──────── DOCUMENT ────────

2.5 bouwhoogte van een bouwwerk

vanaf het peil tot aan het hoogste punt van een gebouw of van een overig bouwwerk met uitzondering van ondergeschikte bouwonderdelen, zoals schoorstenen, antennes, en naar de aard daarmee gelijk te stellen bouwonderdelen;

2.6 bebouwde oppervlakte van een bouwperceel of een ander terrein

door de oppervlakten van alle op een terrein gelegen gebouwen en overkappingen bij elkaar op te tellen, tenzij in deze regels anders is bepaald;

2.7 oppervlakte van een bouwwerk

tussen de buitenwerkse gevelvlakken en/of het hart van de scheidingsmuren, neerwaarts geprojecteerd op het gemiddelde niveau van het afgewerkte bouwterrein ter plaatse van het bouwwerk;

Hoofdstuk 2 Bestemmingsregels

Artikel 3 Groen

3.1 Bestemmingsomschrijving

De voor Groen (G) aangewezen gronden zijn bestemd voor:

  • a. groenvoorzieningen;
  • b. bermen en beplanting;
  • c. paden;
  • d. water en waterhuishoudkundige voorzieningen;
  • e. voorzieningen van openbaar nut, waaronder ondergrondse bergbezinkbassins en afvalophaalvoorzieningen.
3.2 Bouwregels
3.2.1 Gebouwen

Er zijn geen gebouwen toegestaan.

3.2.2 Bouwwerken, geen gebouwen zijnde

Voor het bouwen van bouwwerken, geen gebouwen zijnde, gelden de volgende regels:

  • a. de hoogte van speelvoorzieningen bedraagt maximaal 4 meter;
  • b. de hoogte van overige bouwwerken, geen gebouwen en overkappingen zijnde, mag niet meer dan 3 meter bedragen;
  • c. overkappingen zijn niet toegestaan;
  • d. de inhoud van een ondergronds bergbezinkbassin mag ten hoogste 1.000 m3 bedragen.

Artikel 4 Wonen

4.1 Bestemmingsomschrijving
4.1.1 Bestemming

De voor 'Wonen' aangewezen gronden zijn bestemd voor:

  • a. het wonen;
  • b. bij deze bestemming behorende:
    • 1. aan- en uitbouwen en bijgebouwen;
    • 2. gemeenschappelijke ruimte(n);
    • 3. tuinen en erven;
    • 4. toegangswegen en achterpaden;
    • 5. parkeervoorzieningen;
    • 6. water en waterhuishoudkundige voorzieningen;
    • 7. groen- en speelvoorzieningen.

──────── OPGESLAGEN GEGEVENS ────────

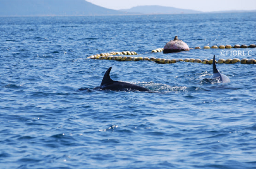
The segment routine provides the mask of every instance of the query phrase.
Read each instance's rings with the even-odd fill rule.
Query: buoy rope
[[[117,61],[153,61],[156,63],[159,64],[172,64],[176,63],[178,62],[190,62],[192,63],[201,63],[204,64],[212,64],[213,61],[212,59],[208,60],[204,59],[202,61],[199,59],[193,58],[186,58],[182,59],[161,59],[160,58],[155,58],[152,57],[149,58],[148,57],[133,57],[131,56],[101,56],[99,57],[98,55],[92,55],[88,57],[89,59],[96,59],[99,60],[113,60]],[[238,62],[240,62],[242,64],[256,64],[256,60],[254,59],[242,59],[241,60],[238,58],[227,59],[226,60],[220,59],[218,61],[216,60],[215,62],[216,64],[234,64]]]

────────

_TE MAKEN OPDRACHTEN:_
1. Beantwoord de volgende vragen over het bestemmingsplan, elk op een eigen regel:
(a) Welke maximale hoogte geldt voor speelvoorzieningen op gronden met de bestemming Groen?
(b) Hoeveel mag de inhoud van een ondergronds bergbezinkbassin ten hoogste bedragen?
(c) Welke bouwonderdelen worden als voorbeeld genoemd van ondergeschikte bouwonderdelen die bij het meten van de bouwhoogte buiten beschouwing blijven?
2. Schrijf het bestemmingsplan verder vanaf het punt waar de tekst ophoudt.

_GEGEVEN ANTWOORDEN:_
1.
(a) Maximaal 4 meter.
(b) Ten hoogste 1.000 m3.
(c) Schoorstenen en antennes, en naar de aard daarmee gelijk te stellen bouwonderdelen.

2.
4.2 Bouwregels

Op deze gronden mag worden gebouwd en gelden de volgende regels:

4.2.1 Hoofdgebouwen

Een hoofdgebouw wordt uitsluitend binnen het bouwvlak gebouwd;

4.2.2 Aan- en uitbouwen, bijgebouwen en overkappingen
  • a. Aan- en uitbouwen en bijgebouwen mogen uitsluitend binnen het bouwvlak en op gronden met de aanduiding 'erf' worden gebouwd;
  • b. overkappingen mogen uitsluitend binnen een bouwvlak worden gebouwd;
  • c. De gezamenlijke oppervlakte van aan- en uitbouwen, bijgebouwen en overkappingen bij een hoofdgebouw mag op gronden met de aanduiding 'erf' bedraagt ten hoogste 150 m2;
  • d. Aan- en uitbouwen en bijgebouwen worden gebouwd op een afstand van ten minste 3 meter achter de voorgevel van het hoofdgebouw.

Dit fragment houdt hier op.